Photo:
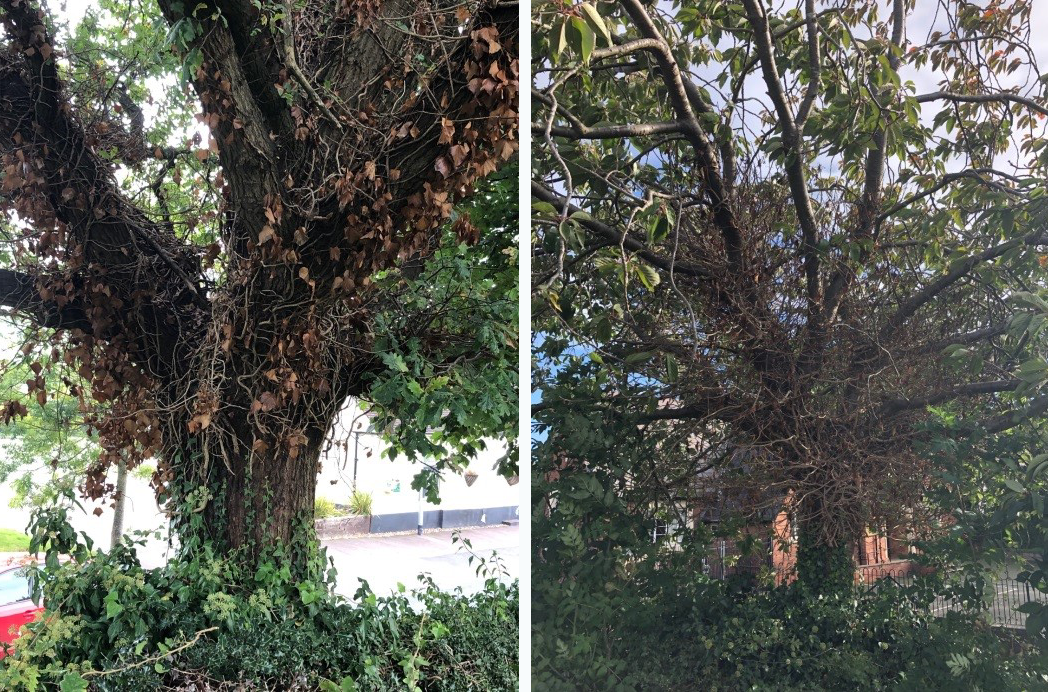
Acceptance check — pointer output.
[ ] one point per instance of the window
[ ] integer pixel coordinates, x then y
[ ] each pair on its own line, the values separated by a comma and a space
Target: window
14, 586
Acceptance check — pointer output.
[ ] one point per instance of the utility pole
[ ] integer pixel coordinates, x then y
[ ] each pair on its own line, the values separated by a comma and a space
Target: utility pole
121, 501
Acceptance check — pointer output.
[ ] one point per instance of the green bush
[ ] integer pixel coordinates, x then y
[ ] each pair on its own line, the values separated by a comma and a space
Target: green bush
13, 541
359, 503
202, 623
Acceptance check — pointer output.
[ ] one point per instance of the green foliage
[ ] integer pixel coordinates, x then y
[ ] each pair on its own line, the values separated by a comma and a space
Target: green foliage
47, 451
438, 401
202, 620
359, 503
324, 509
13, 541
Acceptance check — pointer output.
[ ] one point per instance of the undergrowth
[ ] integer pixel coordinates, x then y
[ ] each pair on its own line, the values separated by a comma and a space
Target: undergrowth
201, 623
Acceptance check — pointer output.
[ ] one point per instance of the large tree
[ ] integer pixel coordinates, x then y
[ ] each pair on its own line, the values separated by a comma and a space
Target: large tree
224, 285
776, 237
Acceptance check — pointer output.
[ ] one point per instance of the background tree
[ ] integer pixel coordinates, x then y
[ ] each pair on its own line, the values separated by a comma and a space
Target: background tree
780, 235
224, 293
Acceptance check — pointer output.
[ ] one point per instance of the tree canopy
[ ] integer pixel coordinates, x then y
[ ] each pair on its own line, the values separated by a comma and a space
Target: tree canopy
784, 240
228, 217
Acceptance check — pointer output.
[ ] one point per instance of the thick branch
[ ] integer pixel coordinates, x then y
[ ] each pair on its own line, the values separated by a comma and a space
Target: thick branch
541, 192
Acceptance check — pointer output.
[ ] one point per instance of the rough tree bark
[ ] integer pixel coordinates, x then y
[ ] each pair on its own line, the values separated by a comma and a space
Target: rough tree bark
342, 152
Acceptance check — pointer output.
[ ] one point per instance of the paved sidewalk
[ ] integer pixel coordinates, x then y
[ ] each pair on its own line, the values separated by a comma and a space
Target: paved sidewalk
386, 560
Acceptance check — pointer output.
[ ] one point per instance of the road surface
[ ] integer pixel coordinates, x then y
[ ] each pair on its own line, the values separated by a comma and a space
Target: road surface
386, 560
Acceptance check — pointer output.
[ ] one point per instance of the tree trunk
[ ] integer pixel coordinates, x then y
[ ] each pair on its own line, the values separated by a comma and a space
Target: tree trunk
258, 505
119, 503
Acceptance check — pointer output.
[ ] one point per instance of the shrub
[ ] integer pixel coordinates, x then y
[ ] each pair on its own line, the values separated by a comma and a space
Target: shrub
359, 503
201, 623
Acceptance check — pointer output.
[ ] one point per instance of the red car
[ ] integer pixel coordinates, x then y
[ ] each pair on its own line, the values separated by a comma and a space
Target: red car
16, 606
-----
Instructions to follow: How many lines in the records above contain the word "undergrowth"? Give only the number.

Full answer: 2